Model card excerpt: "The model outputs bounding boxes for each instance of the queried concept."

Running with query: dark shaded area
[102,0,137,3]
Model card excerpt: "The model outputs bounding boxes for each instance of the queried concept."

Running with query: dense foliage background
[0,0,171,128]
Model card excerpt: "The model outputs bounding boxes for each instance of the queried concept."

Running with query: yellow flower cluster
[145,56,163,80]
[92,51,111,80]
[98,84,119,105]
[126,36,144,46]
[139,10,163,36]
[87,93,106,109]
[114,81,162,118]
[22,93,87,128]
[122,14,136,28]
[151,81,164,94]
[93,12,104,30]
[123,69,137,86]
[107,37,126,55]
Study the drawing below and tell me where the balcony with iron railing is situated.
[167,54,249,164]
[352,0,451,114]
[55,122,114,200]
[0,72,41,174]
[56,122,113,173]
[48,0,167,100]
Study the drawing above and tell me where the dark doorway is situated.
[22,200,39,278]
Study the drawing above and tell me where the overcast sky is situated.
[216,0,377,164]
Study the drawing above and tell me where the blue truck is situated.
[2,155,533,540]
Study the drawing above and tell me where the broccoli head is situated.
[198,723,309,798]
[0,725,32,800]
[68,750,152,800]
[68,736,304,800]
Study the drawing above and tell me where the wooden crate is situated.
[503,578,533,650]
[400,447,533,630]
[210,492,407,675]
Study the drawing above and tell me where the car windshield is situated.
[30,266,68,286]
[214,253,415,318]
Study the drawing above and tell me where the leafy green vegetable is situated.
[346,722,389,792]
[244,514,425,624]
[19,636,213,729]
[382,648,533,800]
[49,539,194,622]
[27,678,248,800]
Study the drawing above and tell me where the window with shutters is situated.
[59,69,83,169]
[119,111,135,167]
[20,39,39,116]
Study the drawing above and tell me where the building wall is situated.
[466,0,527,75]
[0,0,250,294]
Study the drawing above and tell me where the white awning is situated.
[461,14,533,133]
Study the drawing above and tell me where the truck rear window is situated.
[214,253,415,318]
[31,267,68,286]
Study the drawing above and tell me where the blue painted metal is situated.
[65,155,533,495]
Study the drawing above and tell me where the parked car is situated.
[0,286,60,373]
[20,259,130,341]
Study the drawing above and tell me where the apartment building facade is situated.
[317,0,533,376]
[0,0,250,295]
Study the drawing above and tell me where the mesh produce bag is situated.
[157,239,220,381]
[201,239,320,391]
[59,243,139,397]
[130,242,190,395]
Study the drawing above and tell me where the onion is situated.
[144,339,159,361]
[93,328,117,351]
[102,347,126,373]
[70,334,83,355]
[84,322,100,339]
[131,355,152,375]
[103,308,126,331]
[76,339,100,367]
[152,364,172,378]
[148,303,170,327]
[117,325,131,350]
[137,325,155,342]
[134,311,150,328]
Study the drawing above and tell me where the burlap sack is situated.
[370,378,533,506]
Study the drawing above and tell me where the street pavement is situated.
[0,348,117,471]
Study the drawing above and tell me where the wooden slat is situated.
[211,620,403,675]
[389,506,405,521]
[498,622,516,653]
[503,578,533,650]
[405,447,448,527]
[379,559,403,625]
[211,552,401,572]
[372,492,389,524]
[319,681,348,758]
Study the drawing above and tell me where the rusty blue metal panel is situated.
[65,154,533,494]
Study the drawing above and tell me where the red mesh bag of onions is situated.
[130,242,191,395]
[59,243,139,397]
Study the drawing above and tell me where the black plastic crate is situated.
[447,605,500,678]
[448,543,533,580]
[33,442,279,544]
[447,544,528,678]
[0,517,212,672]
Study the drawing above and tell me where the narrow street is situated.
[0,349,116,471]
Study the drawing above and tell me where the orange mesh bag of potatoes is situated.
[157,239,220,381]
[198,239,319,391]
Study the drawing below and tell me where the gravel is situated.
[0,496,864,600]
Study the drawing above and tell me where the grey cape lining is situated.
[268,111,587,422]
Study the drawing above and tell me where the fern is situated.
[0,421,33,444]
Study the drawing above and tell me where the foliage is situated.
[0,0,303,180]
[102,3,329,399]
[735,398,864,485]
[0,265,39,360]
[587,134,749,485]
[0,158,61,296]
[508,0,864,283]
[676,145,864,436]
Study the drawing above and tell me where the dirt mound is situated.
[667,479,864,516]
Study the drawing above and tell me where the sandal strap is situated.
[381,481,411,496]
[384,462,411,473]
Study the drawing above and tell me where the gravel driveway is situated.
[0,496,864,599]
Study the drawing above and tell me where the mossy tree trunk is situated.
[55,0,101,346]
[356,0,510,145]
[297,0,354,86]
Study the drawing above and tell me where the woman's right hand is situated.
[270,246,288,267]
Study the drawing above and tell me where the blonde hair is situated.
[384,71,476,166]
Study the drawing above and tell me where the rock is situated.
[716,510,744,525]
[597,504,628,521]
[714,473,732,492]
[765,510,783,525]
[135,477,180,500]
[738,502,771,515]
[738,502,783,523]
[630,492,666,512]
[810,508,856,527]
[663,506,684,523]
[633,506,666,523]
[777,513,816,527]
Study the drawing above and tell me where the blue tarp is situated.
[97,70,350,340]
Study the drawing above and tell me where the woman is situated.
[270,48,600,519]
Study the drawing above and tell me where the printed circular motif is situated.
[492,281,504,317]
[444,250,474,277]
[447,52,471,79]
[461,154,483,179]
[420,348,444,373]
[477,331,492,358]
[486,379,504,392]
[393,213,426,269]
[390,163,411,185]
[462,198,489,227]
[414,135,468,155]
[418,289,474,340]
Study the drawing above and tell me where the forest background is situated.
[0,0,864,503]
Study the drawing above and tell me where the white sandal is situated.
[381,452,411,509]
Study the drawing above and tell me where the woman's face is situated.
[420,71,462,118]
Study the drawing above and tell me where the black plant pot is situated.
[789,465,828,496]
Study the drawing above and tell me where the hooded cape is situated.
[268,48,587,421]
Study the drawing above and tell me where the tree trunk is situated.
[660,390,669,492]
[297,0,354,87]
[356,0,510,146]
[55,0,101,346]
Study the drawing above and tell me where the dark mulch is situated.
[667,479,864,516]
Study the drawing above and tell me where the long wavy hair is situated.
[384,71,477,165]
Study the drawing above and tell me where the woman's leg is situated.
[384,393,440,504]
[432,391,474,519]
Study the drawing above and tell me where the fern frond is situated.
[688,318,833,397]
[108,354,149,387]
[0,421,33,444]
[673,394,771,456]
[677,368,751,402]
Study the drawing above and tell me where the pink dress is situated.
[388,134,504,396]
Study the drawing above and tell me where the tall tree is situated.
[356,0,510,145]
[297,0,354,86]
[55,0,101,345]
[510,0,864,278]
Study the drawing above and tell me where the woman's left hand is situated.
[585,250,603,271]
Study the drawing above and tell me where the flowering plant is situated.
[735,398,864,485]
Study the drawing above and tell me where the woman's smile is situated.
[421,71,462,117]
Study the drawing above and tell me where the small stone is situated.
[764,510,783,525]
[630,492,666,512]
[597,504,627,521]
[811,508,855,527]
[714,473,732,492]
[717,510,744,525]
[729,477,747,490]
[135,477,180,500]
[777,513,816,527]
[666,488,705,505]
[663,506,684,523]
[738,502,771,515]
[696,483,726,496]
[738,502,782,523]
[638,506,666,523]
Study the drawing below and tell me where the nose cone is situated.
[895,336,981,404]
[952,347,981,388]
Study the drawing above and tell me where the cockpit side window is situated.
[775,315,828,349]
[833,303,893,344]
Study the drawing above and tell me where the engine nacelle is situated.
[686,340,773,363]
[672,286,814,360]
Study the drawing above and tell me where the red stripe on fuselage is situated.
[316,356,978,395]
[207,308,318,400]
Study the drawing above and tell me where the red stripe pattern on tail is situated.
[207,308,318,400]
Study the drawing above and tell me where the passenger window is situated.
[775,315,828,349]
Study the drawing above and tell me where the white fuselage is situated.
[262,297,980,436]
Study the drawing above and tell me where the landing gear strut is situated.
= = = = = = =
# AIM:
Output the records above as a JSON list of strings, one string per line, skipping blank lines. Start at the beginning of the records and end at the line containing "[0,0,171,128]", including both ends.

# EXPECTED ANSWER:
[
  "Model card excerpt: \"The model outputs bounding boxes for each instance of the queried concept.\"",
  "Running with query: dark shaded area",
  "[102,0,137,3]",
  "Model card excerpt: \"The model outputs bounding boxes for each instance of the queried concept.\"",
  "Running with query: dense foliage background",
  "[0,0,171,128]"
]